#### GIVEN DATA:
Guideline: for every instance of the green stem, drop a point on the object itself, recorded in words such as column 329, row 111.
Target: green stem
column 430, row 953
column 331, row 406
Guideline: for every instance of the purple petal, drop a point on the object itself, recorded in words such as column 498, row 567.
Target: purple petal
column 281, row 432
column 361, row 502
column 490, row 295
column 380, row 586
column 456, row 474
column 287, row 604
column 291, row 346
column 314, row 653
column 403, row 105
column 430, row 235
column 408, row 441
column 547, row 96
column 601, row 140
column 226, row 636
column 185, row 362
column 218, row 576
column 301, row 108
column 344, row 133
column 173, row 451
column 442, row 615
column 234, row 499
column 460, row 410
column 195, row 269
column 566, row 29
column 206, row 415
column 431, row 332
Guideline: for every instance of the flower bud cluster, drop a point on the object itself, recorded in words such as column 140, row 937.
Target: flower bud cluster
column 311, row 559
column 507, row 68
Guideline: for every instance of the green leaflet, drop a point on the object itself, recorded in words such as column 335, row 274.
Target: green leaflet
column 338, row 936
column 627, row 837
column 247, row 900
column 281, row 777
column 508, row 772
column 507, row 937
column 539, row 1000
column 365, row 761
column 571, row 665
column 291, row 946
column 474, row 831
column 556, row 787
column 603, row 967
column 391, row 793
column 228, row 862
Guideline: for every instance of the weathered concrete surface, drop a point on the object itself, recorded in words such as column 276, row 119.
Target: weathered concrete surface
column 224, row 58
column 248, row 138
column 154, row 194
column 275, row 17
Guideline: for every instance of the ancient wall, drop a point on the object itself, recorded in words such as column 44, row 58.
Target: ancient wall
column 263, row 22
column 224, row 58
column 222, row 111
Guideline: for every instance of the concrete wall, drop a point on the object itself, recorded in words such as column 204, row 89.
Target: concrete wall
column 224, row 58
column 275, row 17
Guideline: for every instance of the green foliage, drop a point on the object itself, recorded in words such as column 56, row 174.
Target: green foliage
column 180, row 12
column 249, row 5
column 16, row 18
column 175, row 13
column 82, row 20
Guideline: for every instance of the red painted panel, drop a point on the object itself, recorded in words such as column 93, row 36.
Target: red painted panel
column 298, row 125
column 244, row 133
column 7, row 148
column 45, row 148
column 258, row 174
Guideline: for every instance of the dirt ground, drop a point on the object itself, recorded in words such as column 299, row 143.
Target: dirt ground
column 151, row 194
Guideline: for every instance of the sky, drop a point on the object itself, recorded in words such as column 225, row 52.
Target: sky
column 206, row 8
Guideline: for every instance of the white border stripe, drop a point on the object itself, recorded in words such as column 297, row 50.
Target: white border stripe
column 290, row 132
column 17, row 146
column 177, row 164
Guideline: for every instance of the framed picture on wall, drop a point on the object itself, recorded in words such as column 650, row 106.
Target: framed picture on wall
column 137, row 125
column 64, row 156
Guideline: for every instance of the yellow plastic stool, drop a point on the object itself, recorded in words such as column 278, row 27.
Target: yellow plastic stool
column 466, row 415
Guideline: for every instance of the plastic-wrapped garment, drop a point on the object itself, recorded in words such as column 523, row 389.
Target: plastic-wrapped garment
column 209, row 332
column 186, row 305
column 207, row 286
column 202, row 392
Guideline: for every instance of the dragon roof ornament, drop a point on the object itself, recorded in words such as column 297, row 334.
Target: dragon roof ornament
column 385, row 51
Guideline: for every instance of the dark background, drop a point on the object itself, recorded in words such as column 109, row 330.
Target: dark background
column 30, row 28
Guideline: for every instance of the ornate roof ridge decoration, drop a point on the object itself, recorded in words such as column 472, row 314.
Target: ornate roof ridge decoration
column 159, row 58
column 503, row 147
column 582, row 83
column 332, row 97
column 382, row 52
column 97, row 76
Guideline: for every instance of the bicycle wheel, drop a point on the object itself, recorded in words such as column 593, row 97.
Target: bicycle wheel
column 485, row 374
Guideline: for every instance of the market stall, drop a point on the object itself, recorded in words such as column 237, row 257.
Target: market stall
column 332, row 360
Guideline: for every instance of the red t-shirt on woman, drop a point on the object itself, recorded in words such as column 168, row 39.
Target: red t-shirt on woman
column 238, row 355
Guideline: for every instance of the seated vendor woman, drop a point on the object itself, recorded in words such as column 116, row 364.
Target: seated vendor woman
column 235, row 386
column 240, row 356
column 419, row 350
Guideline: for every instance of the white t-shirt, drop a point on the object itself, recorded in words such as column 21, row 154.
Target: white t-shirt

#### EXERCISE PROMPT:
Please write out all the entries above again, switching "drop a point" for "place a marker" and leaving everything else unchanged.

#### RIGHT ANSWER:
Guideline: for every instance of the green stem, place a marker on the object itself, recorded in words such as column 329, row 111.
Target: green stem
column 430, row 953
column 331, row 406
Guideline: for every instance of the purple petal, place a marker on the object itself, recorded in words such as column 498, row 567.
Target: purple petal
column 281, row 432
column 361, row 502
column 490, row 295
column 380, row 586
column 456, row 474
column 287, row 604
column 291, row 346
column 314, row 653
column 403, row 105
column 430, row 235
column 408, row 441
column 547, row 96
column 601, row 140
column 226, row 636
column 185, row 362
column 218, row 576
column 301, row 108
column 344, row 133
column 173, row 451
column 442, row 615
column 234, row 499
column 460, row 410
column 195, row 269
column 566, row 29
column 206, row 415
column 431, row 332
Guideline: for every instance of the flower bud cluster, place a marker on the object itself, recorded in words such as column 140, row 937.
Target: flower bud cluster
column 311, row 559
column 507, row 68
Guideline: for every instance of the green leaflet, place a marker on the object itself, recorded in words such as column 335, row 274.
Target: green leaflet
column 338, row 936
column 627, row 837
column 247, row 900
column 281, row 777
column 508, row 772
column 507, row 937
column 539, row 1000
column 365, row 761
column 571, row 665
column 291, row 946
column 474, row 831
column 556, row 787
column 603, row 967
column 391, row 793
column 228, row 862
Guideline: for every instance of the weathered concrete surface, place a marker on the object itself, recorded in words such as column 276, row 119.
Target: weathered concrete surface
column 224, row 58
column 248, row 138
column 154, row 194
column 275, row 17
Guideline: for every instance of the ancient wall, place a marker on the object itself, recorded in words such as column 44, row 58.
Target: ancient wall
column 263, row 22
column 224, row 58
column 222, row 111
Guideline: for every instance of the concrete wall, place a marker on the object itself, recorded in words such as column 204, row 89.
Target: concrete wall
column 224, row 58
column 275, row 17
Guideline: for every instance of the green foliage, place a marker on the object itself, recorded in words such as column 56, row 174.
Target: green foliage
column 180, row 12
column 249, row 5
column 16, row 18
column 175, row 13
column 82, row 20
Guideline: for every instance of the red painted panel, place a marker on the object itself, recorded in words such as column 93, row 36.
Target: red painted panel
column 298, row 125
column 244, row 133
column 7, row 148
column 45, row 148
column 258, row 174
Guideline: for every instance of the dirt ground, place a marker on the object itself, recorded in words such as column 299, row 143.
Target: dirt ground
column 151, row 194
Guideline: for every instance of the sky, place a marker on the object itself, recorded in words such as column 225, row 52.
Target: sky
column 206, row 8
Guideline: for every instance of the white border stripe, place a marker on the object itself, recorded in words such as column 297, row 50.
Target: white border stripe
column 290, row 132
column 17, row 146
column 177, row 164
Guideline: for every instance of the framed picture on wall, place a marker on the object itself, recorded in words such as column 650, row 106.
Target: framed picture on wall
column 137, row 125
column 64, row 156
Guideline: for every instance of the yellow plastic stool, place a marker on the object itself, recorded in words such as column 278, row 27.
Target: yellow plastic stool
column 466, row 415
Guideline: for every instance of the plastic-wrapped garment, place a marker on the object itself, recorded in words such as column 523, row 389.
Target: plastic-wrapped garment
column 209, row 332
column 186, row 305
column 207, row 286
column 202, row 392
Guideline: for every instance of the dragon roof ornament, place a marker on the object itself, recorded in words such as column 297, row 334.
Target: dragon roof ornament
column 385, row 51
Guideline: for every instance of the dark background, place a marker on the object itself, recorded in words such as column 109, row 330.
Target: dark background
column 30, row 28
Guideline: for every instance of the ornate roof ridge decoration, place a marker on the object itself, recorded in words such as column 472, row 314.
Target: ornate roof ridge decoration
column 159, row 58
column 503, row 147
column 582, row 83
column 332, row 97
column 382, row 52
column 97, row 76
Guideline: for every instance of the bicycle wheel, place a marker on the object itself, recorded in words such as column 593, row 97.
Target: bicycle wheel
column 485, row 374
Guideline: for every instance of the market stall, place a marker on the object itself, recorded in words such as column 237, row 257.
Target: market stall
column 332, row 360
Guideline: for every instance of the red t-shirt on woman, place a marker on the object itself, recorded in words such as column 168, row 39.
Target: red t-shirt on woman
column 238, row 355
Guideline: for every instance of the seated vendor woman, place a marker on the object itself, recorded in words such as column 116, row 364.
Target: seated vendor woman
column 235, row 386
column 240, row 356
column 419, row 350
Guideline: for every instance of the white t-shirt, place a marker on the object itself, recorded in words such as column 21, row 154.
Target: white t-shirt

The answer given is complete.